▶ _Exercise brief_
Check each line of the entries for "before" and report the ones that have it.

========================================

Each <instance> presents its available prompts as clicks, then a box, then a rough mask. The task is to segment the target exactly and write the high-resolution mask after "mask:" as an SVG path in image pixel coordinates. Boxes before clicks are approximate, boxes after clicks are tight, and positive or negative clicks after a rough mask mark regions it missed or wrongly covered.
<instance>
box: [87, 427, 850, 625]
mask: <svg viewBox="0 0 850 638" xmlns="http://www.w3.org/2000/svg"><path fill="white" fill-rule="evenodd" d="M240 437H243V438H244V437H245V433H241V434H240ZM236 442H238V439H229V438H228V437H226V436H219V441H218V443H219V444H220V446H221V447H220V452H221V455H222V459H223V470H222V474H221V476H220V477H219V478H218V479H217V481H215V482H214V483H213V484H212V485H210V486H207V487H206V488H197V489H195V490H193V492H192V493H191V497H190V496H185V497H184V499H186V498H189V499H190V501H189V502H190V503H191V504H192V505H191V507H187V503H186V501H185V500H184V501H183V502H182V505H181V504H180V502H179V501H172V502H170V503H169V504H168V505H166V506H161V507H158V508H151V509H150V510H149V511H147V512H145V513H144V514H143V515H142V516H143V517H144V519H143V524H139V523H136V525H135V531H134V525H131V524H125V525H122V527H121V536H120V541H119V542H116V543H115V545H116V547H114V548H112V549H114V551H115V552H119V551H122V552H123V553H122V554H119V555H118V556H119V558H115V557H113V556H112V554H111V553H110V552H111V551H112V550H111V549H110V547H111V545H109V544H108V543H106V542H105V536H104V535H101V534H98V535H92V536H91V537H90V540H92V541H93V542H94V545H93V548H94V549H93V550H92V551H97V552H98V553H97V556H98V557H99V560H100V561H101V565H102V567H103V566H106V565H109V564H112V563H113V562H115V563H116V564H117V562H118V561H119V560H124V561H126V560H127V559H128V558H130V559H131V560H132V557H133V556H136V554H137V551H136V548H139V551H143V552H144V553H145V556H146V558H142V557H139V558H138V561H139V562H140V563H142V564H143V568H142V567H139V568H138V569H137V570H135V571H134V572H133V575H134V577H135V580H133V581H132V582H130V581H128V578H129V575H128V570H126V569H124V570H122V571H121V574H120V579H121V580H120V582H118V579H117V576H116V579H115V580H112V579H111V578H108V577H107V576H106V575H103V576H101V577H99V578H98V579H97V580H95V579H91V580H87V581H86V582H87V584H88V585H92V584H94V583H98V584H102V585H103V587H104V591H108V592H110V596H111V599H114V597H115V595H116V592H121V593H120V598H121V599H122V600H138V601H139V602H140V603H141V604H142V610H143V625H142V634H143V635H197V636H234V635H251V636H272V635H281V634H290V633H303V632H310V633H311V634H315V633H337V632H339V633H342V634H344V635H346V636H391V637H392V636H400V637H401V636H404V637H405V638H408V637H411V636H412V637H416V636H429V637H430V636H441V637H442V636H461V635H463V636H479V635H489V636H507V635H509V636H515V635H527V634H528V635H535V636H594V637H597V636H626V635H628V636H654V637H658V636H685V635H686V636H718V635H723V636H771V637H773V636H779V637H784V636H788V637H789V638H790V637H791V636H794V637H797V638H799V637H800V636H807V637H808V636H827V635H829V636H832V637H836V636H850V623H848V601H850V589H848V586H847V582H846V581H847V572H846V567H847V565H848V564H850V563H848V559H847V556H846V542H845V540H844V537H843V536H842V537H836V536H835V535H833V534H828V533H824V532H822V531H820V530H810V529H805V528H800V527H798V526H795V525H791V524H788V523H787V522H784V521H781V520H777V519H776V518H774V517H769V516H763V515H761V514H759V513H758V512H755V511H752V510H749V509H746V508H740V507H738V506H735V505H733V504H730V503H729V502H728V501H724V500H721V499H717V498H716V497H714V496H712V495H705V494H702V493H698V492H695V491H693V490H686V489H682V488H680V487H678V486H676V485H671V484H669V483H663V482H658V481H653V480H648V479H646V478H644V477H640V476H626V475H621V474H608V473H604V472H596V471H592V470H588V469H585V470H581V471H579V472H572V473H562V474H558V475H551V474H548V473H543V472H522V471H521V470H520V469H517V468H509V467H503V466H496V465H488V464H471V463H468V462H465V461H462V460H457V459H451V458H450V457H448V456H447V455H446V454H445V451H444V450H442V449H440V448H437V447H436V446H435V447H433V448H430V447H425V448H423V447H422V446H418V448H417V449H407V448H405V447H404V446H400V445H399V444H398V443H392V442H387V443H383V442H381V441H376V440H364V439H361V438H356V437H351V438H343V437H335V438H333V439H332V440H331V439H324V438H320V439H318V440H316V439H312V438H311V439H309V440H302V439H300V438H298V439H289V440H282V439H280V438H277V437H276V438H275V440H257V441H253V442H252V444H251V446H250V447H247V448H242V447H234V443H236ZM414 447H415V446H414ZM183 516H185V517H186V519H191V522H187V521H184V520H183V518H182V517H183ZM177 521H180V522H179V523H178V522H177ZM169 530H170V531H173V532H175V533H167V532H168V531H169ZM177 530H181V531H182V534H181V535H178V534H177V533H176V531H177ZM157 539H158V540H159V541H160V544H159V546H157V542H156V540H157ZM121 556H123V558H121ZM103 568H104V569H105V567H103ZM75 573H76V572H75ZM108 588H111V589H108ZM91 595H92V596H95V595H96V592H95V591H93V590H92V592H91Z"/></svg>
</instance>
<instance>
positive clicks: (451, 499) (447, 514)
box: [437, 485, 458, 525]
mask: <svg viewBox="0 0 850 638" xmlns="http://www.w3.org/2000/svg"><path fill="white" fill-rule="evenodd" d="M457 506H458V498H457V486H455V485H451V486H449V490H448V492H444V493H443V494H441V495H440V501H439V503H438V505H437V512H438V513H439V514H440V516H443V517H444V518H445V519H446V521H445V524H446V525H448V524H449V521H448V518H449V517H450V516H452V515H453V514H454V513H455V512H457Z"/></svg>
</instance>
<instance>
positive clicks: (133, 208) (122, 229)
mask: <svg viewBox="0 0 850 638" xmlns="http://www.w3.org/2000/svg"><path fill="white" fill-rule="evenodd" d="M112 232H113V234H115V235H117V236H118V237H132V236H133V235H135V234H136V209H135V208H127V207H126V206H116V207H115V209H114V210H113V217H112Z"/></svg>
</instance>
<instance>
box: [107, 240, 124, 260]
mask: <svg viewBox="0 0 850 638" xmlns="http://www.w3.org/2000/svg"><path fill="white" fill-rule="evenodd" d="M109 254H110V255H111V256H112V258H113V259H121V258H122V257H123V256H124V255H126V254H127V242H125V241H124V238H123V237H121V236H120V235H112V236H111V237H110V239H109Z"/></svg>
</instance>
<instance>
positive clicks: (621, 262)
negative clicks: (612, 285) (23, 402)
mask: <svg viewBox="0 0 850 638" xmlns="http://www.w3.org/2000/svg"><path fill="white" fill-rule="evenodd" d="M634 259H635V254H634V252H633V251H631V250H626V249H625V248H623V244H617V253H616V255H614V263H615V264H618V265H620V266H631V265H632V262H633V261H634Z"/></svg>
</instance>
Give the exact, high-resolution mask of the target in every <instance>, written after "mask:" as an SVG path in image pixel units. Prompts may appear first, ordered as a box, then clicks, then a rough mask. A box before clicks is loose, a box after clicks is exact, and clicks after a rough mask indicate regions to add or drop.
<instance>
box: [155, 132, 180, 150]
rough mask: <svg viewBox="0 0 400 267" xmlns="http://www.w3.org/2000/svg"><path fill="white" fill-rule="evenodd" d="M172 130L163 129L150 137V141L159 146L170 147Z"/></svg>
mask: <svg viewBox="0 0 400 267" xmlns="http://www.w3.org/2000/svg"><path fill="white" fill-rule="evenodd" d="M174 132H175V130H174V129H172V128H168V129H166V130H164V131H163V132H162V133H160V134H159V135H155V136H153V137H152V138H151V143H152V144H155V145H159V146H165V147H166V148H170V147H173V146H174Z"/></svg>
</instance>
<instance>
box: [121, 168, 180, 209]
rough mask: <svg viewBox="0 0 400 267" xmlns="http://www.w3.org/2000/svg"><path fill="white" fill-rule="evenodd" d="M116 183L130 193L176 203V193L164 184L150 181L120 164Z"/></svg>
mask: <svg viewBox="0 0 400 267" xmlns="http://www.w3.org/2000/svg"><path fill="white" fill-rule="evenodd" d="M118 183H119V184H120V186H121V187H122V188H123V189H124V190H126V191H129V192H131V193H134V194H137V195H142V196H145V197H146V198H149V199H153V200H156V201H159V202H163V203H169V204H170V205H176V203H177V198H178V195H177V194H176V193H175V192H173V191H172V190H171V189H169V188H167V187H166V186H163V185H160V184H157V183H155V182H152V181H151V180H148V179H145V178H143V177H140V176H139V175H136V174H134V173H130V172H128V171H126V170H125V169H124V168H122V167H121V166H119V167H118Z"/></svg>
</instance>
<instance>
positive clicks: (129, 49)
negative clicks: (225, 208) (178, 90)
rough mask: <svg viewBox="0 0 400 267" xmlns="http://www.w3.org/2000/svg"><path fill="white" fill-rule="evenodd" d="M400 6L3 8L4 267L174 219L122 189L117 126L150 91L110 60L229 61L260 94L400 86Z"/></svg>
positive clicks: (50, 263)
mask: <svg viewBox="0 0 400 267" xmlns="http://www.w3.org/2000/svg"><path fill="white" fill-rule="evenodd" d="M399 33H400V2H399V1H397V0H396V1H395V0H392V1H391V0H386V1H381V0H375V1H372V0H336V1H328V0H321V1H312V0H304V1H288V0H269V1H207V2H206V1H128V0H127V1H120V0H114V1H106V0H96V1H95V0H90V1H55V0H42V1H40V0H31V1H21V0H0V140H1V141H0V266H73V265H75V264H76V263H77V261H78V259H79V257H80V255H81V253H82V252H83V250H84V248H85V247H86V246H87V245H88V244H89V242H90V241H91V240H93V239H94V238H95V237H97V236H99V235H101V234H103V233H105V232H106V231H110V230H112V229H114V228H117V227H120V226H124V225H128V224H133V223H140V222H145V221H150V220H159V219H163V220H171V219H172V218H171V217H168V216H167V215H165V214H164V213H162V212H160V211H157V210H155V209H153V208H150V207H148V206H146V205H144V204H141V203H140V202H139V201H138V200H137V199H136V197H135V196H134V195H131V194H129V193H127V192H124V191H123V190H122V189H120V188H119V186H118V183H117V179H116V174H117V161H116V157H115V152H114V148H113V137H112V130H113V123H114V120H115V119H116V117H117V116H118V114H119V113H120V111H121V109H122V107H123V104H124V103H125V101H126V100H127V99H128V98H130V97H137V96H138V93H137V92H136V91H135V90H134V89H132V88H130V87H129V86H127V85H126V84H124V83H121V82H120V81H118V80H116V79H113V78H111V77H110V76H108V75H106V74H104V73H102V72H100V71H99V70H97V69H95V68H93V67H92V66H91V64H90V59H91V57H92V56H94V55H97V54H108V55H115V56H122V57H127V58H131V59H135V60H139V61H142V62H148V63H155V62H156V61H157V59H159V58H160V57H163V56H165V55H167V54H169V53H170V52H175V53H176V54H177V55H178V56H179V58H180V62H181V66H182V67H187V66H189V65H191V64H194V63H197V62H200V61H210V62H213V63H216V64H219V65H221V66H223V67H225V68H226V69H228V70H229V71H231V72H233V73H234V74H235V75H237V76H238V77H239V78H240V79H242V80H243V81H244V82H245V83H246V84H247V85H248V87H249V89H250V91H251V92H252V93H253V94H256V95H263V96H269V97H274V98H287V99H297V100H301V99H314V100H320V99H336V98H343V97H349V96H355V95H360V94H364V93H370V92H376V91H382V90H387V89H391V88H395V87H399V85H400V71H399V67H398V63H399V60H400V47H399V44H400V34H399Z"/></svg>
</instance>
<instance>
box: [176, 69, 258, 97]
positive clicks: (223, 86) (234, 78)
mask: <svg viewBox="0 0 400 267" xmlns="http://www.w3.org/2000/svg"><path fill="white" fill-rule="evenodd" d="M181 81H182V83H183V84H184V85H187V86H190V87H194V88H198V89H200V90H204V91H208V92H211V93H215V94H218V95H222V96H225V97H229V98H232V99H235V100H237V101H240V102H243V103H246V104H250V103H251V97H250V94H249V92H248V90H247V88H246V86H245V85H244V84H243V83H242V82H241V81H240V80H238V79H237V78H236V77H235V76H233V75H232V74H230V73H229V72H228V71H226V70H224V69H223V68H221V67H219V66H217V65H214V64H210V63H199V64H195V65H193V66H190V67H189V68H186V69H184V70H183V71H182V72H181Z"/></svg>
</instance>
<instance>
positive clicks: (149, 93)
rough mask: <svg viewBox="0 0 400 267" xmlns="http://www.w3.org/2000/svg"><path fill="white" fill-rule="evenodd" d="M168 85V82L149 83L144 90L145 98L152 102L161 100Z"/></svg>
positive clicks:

========================================

▶ _Written response_
Each <instance> presents its available prompts as clicks, then a box, then a rough mask. The task is to segment the target exactly and write the high-resolution mask after "mask:" as an SVG path in image pixel coordinates. Boxes before clicks are approximate, boxes after clicks are tight, and positive or negative clicks after a rough mask mark regions it missed or wrongly covered.
Give the exact, high-resolution mask of the target in every <instance>, written after "mask:" as an SVG path in image pixel units. Prompts may appear first, ordered as a box, then clicks, then a rough mask. A box before clicks is loose, a box after clicks is exact, and clicks after a rough mask indicate regions to add or drop.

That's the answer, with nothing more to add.